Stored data
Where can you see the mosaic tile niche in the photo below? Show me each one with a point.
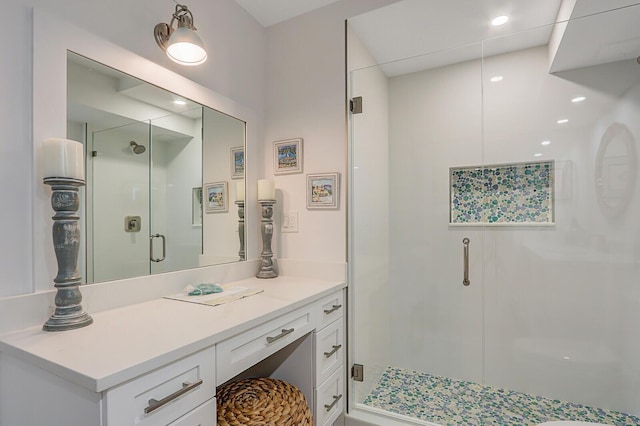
(504, 194)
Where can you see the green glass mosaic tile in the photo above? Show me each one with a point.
(450, 402)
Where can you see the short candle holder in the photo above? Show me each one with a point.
(242, 252)
(266, 264)
(68, 313)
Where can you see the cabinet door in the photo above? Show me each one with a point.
(329, 399)
(204, 415)
(329, 350)
(163, 395)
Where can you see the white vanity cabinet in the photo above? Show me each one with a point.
(159, 362)
(165, 395)
(330, 347)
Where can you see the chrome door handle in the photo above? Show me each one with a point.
(334, 350)
(465, 280)
(336, 398)
(164, 248)
(154, 404)
(280, 336)
(333, 309)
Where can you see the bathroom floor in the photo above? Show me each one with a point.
(453, 402)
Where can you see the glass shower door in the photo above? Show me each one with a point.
(414, 318)
(118, 223)
(561, 301)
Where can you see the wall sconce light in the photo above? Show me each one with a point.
(181, 44)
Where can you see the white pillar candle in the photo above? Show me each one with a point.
(240, 191)
(63, 158)
(266, 190)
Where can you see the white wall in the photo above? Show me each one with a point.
(235, 68)
(221, 241)
(306, 98)
(550, 310)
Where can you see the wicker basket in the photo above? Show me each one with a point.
(261, 402)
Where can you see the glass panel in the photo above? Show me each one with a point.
(180, 143)
(176, 169)
(412, 311)
(561, 303)
(119, 217)
(546, 329)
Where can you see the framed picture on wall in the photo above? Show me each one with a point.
(287, 156)
(323, 191)
(217, 195)
(237, 162)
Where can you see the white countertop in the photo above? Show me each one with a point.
(126, 342)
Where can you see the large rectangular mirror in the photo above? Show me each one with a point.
(149, 154)
(178, 152)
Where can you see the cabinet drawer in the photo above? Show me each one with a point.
(330, 309)
(177, 388)
(329, 399)
(204, 415)
(330, 349)
(240, 352)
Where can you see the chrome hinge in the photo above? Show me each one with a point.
(355, 105)
(357, 372)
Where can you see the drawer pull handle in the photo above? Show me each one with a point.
(280, 336)
(333, 309)
(334, 350)
(154, 404)
(336, 398)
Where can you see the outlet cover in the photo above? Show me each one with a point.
(289, 222)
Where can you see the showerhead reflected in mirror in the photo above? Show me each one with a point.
(149, 151)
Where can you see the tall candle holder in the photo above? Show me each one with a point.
(266, 264)
(68, 313)
(242, 252)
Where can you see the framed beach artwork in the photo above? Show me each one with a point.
(237, 162)
(216, 200)
(287, 156)
(323, 191)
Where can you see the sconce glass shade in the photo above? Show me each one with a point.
(185, 47)
(182, 45)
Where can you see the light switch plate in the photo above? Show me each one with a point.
(289, 222)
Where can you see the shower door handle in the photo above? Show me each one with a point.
(164, 248)
(465, 280)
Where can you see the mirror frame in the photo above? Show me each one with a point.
(52, 38)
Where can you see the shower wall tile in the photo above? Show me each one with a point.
(520, 193)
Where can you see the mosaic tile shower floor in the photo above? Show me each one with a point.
(453, 402)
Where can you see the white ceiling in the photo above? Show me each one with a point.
(439, 32)
(270, 12)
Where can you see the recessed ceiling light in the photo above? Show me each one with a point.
(499, 20)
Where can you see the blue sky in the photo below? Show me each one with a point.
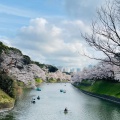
(49, 30)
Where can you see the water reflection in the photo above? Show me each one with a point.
(52, 104)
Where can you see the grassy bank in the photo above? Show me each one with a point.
(5, 100)
(101, 87)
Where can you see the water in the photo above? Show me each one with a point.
(52, 103)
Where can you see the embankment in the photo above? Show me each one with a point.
(107, 90)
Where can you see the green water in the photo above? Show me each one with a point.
(52, 103)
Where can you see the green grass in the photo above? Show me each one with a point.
(5, 100)
(103, 87)
(38, 80)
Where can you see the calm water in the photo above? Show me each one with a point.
(52, 103)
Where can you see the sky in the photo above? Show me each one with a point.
(49, 31)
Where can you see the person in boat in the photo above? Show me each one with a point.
(66, 110)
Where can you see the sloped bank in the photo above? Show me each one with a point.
(106, 90)
(104, 97)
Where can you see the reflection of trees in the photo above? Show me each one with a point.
(98, 109)
(8, 117)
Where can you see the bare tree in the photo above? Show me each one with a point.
(105, 34)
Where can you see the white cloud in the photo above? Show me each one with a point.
(15, 11)
(49, 43)
(82, 8)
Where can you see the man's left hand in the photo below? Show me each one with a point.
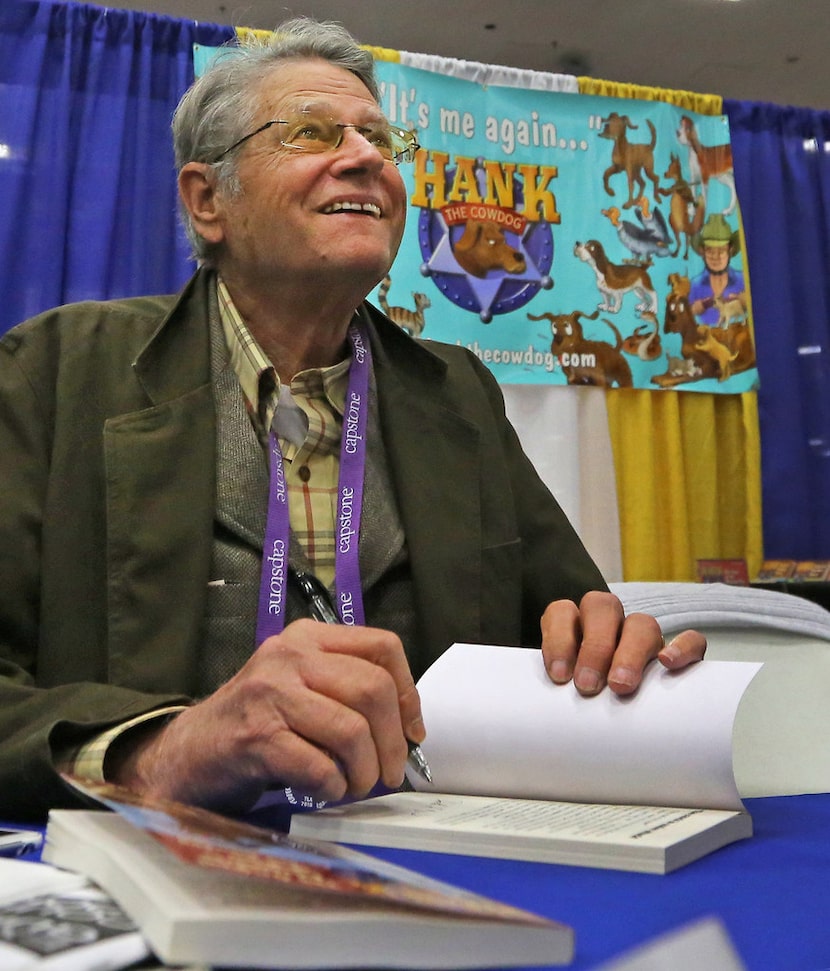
(596, 644)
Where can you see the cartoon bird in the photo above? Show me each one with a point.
(640, 240)
(655, 223)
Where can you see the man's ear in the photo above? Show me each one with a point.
(199, 195)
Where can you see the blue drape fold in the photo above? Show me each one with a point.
(88, 203)
(782, 172)
(87, 180)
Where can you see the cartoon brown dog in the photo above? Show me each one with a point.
(615, 280)
(708, 162)
(633, 158)
(583, 361)
(482, 247)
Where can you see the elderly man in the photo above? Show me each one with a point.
(153, 447)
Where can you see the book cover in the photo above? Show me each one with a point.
(810, 571)
(722, 571)
(529, 770)
(775, 570)
(206, 888)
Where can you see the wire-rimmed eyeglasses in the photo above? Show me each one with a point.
(311, 131)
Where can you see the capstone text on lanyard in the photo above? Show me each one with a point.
(274, 579)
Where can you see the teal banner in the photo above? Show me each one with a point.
(570, 239)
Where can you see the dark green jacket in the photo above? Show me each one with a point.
(107, 466)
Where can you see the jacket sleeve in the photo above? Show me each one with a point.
(43, 711)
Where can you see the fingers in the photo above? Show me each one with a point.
(685, 648)
(596, 644)
(325, 709)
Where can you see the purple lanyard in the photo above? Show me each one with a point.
(274, 579)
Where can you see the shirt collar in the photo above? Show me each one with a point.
(258, 377)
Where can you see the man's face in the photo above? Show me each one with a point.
(716, 258)
(324, 217)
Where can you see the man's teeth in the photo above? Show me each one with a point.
(369, 207)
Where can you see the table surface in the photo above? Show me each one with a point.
(772, 892)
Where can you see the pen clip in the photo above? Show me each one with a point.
(316, 596)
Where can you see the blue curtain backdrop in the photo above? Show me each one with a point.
(87, 181)
(782, 173)
(87, 195)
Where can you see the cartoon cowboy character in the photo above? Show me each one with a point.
(717, 243)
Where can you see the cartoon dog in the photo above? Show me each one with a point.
(723, 355)
(411, 321)
(482, 247)
(644, 343)
(686, 213)
(633, 158)
(681, 286)
(615, 280)
(730, 311)
(708, 162)
(586, 362)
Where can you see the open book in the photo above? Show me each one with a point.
(209, 890)
(528, 770)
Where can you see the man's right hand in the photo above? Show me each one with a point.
(326, 709)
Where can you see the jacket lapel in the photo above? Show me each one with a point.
(160, 502)
(442, 522)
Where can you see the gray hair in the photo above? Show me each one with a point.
(219, 107)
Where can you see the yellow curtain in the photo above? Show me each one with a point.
(687, 464)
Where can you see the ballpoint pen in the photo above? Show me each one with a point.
(322, 609)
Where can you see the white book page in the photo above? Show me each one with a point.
(519, 819)
(497, 726)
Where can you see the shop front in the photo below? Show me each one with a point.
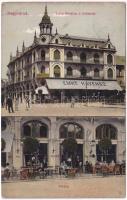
(63, 90)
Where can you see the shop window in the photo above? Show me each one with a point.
(69, 55)
(106, 131)
(56, 55)
(109, 59)
(26, 130)
(56, 71)
(96, 73)
(69, 71)
(71, 130)
(110, 73)
(96, 58)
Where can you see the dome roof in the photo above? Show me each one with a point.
(45, 18)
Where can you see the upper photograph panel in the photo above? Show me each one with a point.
(63, 59)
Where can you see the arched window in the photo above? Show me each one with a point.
(56, 55)
(26, 130)
(109, 59)
(57, 71)
(110, 73)
(69, 55)
(83, 72)
(96, 73)
(42, 69)
(71, 130)
(106, 131)
(34, 55)
(43, 55)
(56, 41)
(3, 124)
(96, 58)
(35, 128)
(83, 57)
(69, 71)
(43, 131)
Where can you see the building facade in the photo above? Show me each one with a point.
(51, 131)
(55, 56)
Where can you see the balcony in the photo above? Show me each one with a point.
(41, 60)
(27, 78)
(42, 75)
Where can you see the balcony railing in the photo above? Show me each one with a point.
(41, 59)
(26, 78)
(42, 75)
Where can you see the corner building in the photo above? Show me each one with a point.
(51, 131)
(60, 63)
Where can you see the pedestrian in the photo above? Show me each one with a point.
(27, 102)
(2, 100)
(9, 104)
(72, 102)
(16, 103)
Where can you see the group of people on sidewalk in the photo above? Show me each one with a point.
(9, 103)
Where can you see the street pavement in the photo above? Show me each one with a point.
(112, 186)
(62, 109)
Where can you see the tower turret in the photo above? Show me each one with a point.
(45, 25)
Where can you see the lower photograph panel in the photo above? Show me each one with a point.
(62, 149)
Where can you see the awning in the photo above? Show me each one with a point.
(8, 138)
(65, 84)
(43, 89)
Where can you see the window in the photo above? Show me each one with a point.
(56, 71)
(43, 55)
(96, 73)
(83, 57)
(109, 59)
(69, 55)
(69, 71)
(43, 131)
(71, 130)
(56, 41)
(110, 73)
(96, 58)
(83, 72)
(106, 131)
(26, 130)
(56, 55)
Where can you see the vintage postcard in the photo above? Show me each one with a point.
(63, 100)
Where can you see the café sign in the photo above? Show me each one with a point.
(82, 84)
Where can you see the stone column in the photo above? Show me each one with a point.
(17, 149)
(52, 150)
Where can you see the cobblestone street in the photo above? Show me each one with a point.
(93, 109)
(113, 186)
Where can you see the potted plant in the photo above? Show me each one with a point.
(3, 144)
(104, 145)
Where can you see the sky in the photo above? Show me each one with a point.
(94, 20)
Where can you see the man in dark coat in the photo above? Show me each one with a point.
(9, 104)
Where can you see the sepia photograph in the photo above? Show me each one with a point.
(63, 90)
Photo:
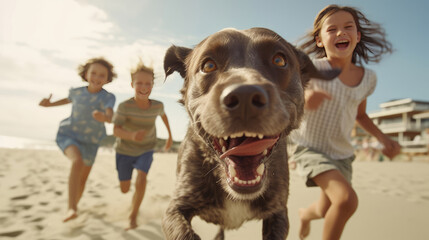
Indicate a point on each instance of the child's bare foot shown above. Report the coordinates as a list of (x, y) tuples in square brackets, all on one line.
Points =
[(133, 224), (304, 229), (71, 214)]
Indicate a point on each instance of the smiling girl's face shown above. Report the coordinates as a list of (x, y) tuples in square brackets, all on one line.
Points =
[(96, 76), (142, 84), (339, 35)]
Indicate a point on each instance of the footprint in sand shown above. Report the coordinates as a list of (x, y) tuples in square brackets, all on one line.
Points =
[(22, 197), (11, 234)]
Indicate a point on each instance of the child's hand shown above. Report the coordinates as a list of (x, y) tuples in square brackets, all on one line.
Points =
[(391, 147), (99, 116), (315, 98), (46, 102), (139, 135), (168, 144)]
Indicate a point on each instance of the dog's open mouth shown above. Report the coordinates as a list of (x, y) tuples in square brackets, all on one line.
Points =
[(243, 155)]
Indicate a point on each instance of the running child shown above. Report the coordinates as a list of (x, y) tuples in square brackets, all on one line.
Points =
[(80, 134), (136, 136), (342, 38)]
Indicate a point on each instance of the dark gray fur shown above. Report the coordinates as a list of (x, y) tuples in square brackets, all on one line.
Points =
[(242, 58)]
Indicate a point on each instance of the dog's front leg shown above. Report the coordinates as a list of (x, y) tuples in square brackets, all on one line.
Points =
[(176, 224), (276, 227)]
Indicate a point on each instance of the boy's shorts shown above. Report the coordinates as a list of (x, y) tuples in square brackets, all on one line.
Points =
[(125, 164), (311, 163), (88, 151)]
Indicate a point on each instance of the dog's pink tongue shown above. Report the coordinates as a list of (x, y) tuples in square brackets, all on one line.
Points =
[(250, 147)]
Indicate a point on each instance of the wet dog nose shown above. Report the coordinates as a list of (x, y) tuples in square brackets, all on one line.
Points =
[(244, 101)]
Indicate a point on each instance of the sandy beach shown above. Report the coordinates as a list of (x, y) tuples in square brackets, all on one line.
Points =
[(393, 201)]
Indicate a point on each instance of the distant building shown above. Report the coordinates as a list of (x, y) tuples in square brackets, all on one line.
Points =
[(402, 119), (405, 120)]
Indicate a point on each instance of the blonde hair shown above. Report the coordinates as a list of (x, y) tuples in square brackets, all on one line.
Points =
[(83, 68), (372, 45), (142, 68)]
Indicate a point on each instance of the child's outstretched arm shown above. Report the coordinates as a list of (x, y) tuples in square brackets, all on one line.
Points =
[(137, 136), (103, 117), (170, 138), (46, 102), (391, 147)]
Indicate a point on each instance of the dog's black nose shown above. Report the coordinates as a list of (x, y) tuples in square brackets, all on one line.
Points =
[(244, 101)]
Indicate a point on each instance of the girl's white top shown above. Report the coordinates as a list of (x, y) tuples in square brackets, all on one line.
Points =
[(328, 128)]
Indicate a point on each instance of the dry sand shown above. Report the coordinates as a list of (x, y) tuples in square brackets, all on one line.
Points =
[(393, 201)]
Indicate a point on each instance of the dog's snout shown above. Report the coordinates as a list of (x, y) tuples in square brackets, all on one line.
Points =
[(244, 101)]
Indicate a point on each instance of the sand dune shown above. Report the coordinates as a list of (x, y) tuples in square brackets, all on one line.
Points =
[(393, 201)]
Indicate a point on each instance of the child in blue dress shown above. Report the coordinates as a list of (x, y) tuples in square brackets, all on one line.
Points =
[(80, 134)]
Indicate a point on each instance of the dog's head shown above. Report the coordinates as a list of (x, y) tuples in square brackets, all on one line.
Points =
[(243, 90)]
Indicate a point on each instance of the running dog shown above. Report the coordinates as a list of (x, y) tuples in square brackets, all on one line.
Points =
[(244, 93)]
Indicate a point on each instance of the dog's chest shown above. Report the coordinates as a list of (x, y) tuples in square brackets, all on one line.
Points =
[(235, 213)]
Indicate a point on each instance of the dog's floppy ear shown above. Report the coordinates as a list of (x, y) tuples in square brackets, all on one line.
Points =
[(174, 60), (308, 70)]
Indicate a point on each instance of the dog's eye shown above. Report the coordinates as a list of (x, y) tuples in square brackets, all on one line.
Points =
[(209, 66), (279, 60)]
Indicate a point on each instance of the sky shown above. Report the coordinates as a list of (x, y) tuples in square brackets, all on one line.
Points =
[(43, 42)]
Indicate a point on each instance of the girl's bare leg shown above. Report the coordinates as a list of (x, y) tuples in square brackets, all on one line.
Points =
[(316, 210), (137, 198), (78, 174), (343, 201)]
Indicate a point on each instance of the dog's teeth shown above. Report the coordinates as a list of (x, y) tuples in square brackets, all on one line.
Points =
[(260, 170)]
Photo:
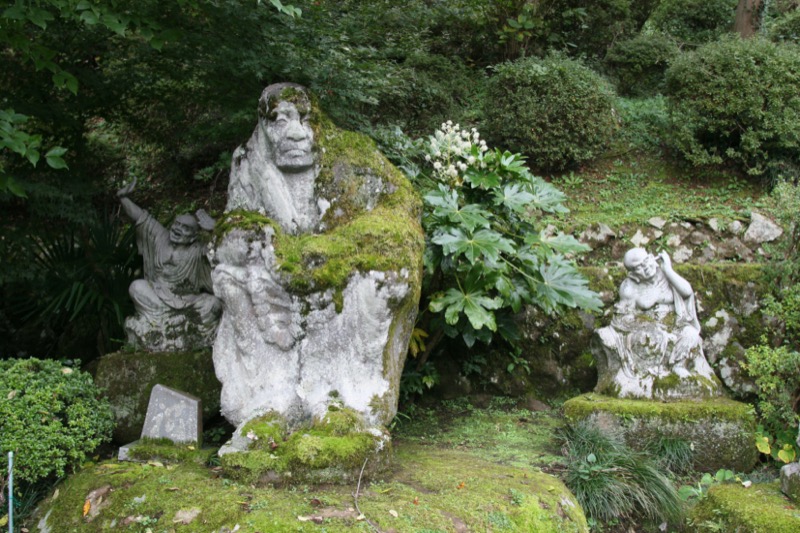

THE TASK
Turn the lines of the material, starting with the line that contains "Indicate a point on each instance of the dog's teeth" and going on through the end of the material, into a Markdown table with the columns Row and Line, skipping blank lines. Leave the pictures out of the answer.

SOLUTION TO THIS EXERCISE
| Row | Line |
|---|---|
| 1 | Indicate a point on each instance of the dog's teeth shown above. Report the coordinates as a list of (x, y) tuples in square brackets, all on one line. |
| 2 | Points = |
| 3 | [(260, 170)] |
| 4 | Photo: |